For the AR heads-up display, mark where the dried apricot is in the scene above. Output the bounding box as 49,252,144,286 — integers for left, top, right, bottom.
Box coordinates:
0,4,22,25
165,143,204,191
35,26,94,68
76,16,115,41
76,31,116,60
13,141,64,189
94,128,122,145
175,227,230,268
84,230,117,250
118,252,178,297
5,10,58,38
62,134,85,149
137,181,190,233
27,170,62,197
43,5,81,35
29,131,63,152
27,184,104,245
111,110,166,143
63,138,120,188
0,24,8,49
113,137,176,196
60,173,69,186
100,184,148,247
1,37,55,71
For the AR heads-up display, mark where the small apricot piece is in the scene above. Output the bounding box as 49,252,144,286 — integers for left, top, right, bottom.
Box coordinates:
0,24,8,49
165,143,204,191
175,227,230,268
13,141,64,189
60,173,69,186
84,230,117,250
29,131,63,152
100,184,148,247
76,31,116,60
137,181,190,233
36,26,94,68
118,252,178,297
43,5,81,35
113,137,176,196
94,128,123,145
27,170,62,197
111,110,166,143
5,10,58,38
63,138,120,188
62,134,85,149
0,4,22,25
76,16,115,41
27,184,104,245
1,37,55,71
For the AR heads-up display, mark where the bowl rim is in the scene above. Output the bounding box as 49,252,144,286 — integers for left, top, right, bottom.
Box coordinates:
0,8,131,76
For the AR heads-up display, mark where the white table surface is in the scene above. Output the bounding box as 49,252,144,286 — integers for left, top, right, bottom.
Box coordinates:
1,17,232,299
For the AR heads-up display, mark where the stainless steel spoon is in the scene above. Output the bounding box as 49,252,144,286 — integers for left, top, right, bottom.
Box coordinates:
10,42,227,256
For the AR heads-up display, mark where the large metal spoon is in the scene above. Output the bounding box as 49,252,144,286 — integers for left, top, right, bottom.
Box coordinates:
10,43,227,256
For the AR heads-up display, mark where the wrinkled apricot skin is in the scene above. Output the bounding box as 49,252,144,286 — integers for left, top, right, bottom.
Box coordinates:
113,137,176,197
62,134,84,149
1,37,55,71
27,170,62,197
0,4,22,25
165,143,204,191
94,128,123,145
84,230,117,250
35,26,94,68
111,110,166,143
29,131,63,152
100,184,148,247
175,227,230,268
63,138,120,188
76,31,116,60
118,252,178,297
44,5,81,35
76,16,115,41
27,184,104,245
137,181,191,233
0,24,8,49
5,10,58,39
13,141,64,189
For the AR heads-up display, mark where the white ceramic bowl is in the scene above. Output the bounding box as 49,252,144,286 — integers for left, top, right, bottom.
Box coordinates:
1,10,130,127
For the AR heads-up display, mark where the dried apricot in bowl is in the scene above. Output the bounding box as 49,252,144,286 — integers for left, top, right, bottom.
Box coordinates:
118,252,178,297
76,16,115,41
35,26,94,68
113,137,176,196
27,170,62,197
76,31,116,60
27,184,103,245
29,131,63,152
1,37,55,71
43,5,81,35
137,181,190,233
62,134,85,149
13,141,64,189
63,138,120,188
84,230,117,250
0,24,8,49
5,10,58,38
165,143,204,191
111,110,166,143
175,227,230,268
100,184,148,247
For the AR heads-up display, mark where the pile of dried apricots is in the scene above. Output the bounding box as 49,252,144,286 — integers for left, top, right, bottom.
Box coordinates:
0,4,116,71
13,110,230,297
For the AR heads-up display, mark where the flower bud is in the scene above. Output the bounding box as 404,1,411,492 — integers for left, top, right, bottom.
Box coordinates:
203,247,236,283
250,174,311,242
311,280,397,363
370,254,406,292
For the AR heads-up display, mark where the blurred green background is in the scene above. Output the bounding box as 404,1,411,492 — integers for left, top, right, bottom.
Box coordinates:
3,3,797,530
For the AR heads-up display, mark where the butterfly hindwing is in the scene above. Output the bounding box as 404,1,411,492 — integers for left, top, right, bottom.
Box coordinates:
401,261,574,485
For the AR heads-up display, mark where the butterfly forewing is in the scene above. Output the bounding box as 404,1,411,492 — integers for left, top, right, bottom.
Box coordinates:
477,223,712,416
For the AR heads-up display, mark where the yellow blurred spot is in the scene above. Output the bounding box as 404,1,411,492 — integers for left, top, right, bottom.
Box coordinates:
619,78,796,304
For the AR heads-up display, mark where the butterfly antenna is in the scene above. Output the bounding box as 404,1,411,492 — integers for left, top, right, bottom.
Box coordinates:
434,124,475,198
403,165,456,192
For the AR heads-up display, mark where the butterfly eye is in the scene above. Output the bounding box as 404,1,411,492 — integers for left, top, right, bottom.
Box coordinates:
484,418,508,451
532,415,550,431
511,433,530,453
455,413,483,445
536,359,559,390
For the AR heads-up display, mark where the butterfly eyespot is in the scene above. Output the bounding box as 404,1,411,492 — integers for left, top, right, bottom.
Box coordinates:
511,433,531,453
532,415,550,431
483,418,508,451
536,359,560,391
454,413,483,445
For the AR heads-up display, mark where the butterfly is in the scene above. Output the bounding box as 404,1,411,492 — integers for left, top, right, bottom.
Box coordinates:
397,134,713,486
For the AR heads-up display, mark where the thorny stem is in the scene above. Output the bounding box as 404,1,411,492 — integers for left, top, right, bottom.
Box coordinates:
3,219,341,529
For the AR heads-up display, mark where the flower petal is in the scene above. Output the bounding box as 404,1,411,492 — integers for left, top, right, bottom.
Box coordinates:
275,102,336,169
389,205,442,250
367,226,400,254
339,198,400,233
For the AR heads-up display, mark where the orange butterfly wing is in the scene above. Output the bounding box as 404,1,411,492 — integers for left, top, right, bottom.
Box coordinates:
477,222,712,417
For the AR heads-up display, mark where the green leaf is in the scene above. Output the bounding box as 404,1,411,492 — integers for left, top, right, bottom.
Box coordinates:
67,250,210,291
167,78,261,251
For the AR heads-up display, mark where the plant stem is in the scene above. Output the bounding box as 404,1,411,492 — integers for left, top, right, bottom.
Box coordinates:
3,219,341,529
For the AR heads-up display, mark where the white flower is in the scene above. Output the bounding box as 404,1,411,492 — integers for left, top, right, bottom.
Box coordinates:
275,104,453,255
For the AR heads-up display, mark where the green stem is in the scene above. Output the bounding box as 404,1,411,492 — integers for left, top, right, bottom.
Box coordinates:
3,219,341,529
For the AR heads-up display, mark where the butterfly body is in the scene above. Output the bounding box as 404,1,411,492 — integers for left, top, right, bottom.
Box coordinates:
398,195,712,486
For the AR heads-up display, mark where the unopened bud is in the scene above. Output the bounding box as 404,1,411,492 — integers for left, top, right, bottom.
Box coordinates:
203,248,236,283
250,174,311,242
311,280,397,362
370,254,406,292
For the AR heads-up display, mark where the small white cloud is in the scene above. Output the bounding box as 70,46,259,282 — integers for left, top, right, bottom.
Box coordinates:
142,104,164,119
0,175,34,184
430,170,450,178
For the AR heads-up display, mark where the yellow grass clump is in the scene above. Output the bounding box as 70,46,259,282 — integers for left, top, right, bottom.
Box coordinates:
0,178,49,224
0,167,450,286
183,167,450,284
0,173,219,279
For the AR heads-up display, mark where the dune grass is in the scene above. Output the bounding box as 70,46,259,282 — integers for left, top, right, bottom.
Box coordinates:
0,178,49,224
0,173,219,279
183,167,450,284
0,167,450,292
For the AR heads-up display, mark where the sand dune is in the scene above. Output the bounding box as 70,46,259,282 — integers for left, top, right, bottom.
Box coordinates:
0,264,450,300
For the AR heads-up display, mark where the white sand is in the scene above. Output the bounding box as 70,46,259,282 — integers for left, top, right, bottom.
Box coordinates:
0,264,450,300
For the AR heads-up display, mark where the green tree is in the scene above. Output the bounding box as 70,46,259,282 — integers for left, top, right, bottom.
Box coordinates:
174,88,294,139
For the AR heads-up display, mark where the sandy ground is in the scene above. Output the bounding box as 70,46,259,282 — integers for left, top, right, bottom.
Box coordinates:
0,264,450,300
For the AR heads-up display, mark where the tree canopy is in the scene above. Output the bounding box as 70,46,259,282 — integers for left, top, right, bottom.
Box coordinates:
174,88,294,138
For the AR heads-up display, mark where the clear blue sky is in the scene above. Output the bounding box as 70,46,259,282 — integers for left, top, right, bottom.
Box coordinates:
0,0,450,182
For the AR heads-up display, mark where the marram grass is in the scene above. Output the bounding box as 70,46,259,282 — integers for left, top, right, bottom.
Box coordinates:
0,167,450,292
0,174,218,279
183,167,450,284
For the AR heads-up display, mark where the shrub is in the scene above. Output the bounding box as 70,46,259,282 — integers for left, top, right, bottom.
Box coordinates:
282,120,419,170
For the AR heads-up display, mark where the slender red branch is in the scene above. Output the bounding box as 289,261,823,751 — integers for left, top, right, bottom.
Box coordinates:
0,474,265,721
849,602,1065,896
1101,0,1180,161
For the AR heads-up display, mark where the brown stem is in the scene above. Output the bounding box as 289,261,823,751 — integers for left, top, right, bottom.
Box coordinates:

----------

Format the lines from the one containing "For the AR heads-up display, mark where the pile" through the one containing "13,110,230,297" as a JSON list of strings, one string per line, including both end lines and leaving out any blank lines.

[
  "For the AR heads-up display, mark where the pile of dried apricots is in the scene above. Output the bounding box as 49,252,144,286 — integers for left, top, right, bottom.",
  "Box coordinates:",
  "0,4,116,71",
  "13,110,230,297"
]